**The exercise**
Please copy out the entire concert listing below word for word, with no changes.

**Selected extract**
* * * * *

Saturday,
October 16th, 2004, 8:00pm
Trinity
United Church
33 Main St. E.
Huntsville,
ON
Admission:
TBA
Presented
by the Huntsville Association for the Performing Arts
Ellen
Meyer, piano
Stephen
Fox, clarinet/bass clarinet
Joyce
Lai, violin
Programme
to be chosen from:
Suite
Darius Milhaud
Ouverture
Divertissement
Jeu
Introduction et final
Trio
Op.
97
Hans Gál
Moderato assai
Andantino capriccioso
Tema con varazioni
Hommage
à Henri Rousseau
Daniel Foley
Joyeux farceurs
Le rêve
Un soir de carnaval
Clémence
Trio
Aram Khachaturian
Andante
con dolore
Allegro
- Allegretto - Allegro
Moderato
- Presto
Tango!
Patrick Cardy
Dream
Tracks
Peter Sculthorpe
Overture
on Hebrew Themes
Sergei Prokofiev
arr. Avrahm Galper
Serenade
for Three
Peter Schickele
Dances
Songs
Variations
Uniting music from widely differing
traditions and parts of the world, this programme serves up a richly coloured
kaleidoscopic blend of melodies, harmonies, rhythms and textures.

* * * * *

**Records**
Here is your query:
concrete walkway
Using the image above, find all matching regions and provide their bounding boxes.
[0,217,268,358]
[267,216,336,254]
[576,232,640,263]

* * * * *

**Output**
Saturday,
October 16th, 2004, 8:00pm
Trinity
United Church
33 Main St. E.
Huntsville,
ON
Admission:
TBA
Presented
by the Huntsville Association for the Performing Arts
Ellen
Meyer, piano
Stephen
Fox, clarinet/bass clarinet
Joyce
Lai, violin
Programme
to be chosen from:
Suite
Darius Milhaud
Ouverture
Divertissement
Jeu
Introduction et final
Trio
Op.
97
Hans Gál
Moderato assai
Andantino capriccioso
Tema con varazioni
Hommage
à Henri Rousseau
Daniel Foley
Joyeux farceurs
Le rêve
Un soir de carnaval
Clémence
Trio
Aram Khachaturian
Andante
con dolore
Allegro
- Allegretto - Allegro
Moderato
- Presto
Tango!
Patrick Cardy
Dream
Tracks
Peter Sculthorpe
Overture
on Hebrew Themes
Sergei Prokofiev
arr. Avrahm Galper
Serenade
for Three
Peter Schickele
Dances
Songs
Variations
Uniting music from widely differing
traditions and parts of the world, this programme serves up a richly coloured
kaleidoscopic blend of melodies, harmonies, rhythms and textures.